→ WORK TO COMPLETE
Copy the lines of the records below word for word, everything from the line containing "task | point to each instance of the orange" down to the line containing "[(310, 274)]", including both of those lines.

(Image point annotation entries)
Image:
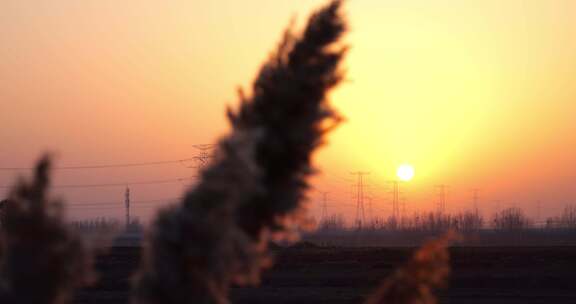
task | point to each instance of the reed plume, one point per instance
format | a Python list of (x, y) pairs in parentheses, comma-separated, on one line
[(41, 260), (255, 187)]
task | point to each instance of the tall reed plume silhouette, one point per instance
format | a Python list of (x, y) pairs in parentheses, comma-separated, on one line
[(253, 191), (41, 260), (255, 186)]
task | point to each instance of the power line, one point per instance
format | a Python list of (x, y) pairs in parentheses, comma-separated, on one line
[(120, 184), (122, 165), (118, 203)]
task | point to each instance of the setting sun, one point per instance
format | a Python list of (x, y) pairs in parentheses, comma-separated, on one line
[(405, 172)]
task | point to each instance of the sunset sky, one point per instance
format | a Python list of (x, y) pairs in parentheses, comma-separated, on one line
[(473, 94)]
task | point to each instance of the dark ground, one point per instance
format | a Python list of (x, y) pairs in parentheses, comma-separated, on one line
[(345, 275)]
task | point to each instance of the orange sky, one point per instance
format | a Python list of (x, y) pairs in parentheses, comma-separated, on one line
[(474, 94)]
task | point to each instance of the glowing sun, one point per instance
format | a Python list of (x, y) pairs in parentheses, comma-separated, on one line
[(405, 172)]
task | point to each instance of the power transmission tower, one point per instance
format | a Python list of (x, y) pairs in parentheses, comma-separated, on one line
[(360, 212), (204, 155), (403, 204), (442, 194), (395, 200), (475, 200), (538, 210), (127, 204), (324, 212)]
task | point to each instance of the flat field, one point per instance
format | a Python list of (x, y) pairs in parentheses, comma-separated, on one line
[(310, 274)]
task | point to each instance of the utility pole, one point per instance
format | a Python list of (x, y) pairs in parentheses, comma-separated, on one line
[(442, 194), (324, 212), (204, 155), (475, 200), (127, 203), (360, 213)]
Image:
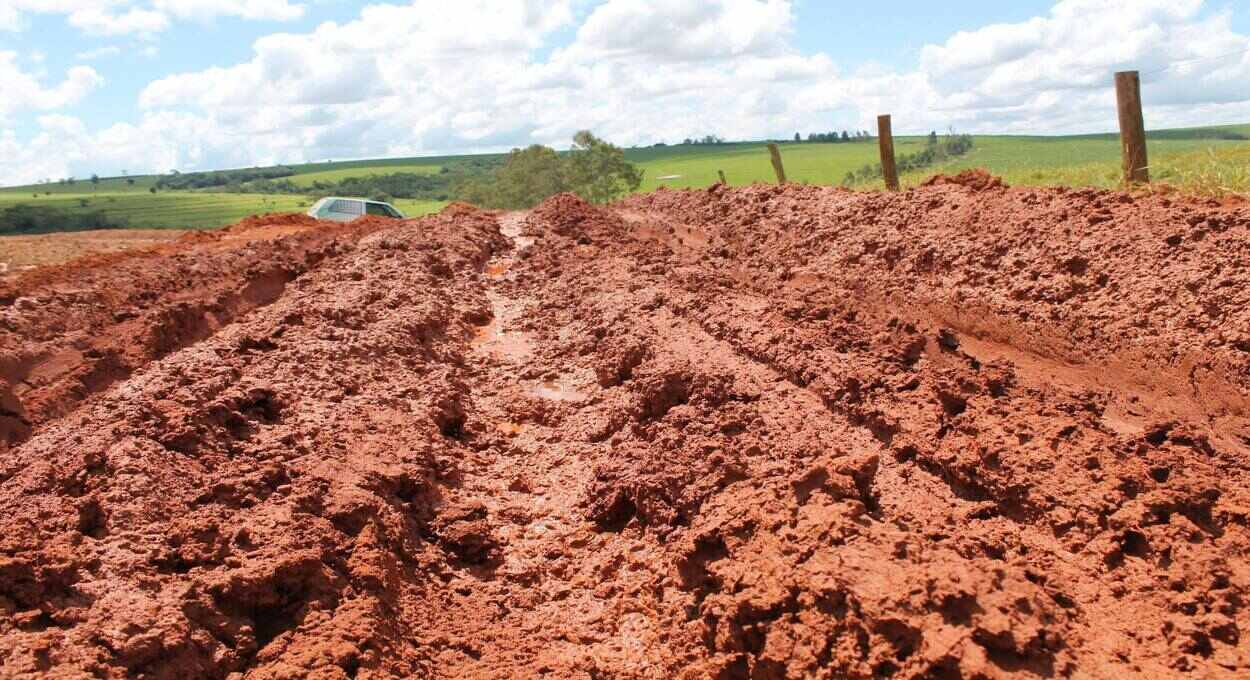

→ ANSWER TO THE EXERCISE
task | point to each instance of the orange sky, one point per instance
format | a Python list of (x, y) pairs in parentheses, comma-separated, on one line
[(474, 94)]
task | point to each instance of the glowing sun, one point per instance
format | a Python list of (x, y) pairs in parentheses, comma-separated, on one line
[(405, 172)]
task | point to each instance of the power transmission tower, one point per instance
format | a Python list of (x, y) pairs in parentheses, comma-separated, on one line
[(360, 212), (204, 155), (403, 204), (442, 194), (395, 200), (475, 200), (538, 210), (127, 204), (324, 212)]
task | point to each instance of the flat field, one point per instance
format | a Python list of (x, y) pairs in parentheses, comma-separated, on one line
[(310, 274)]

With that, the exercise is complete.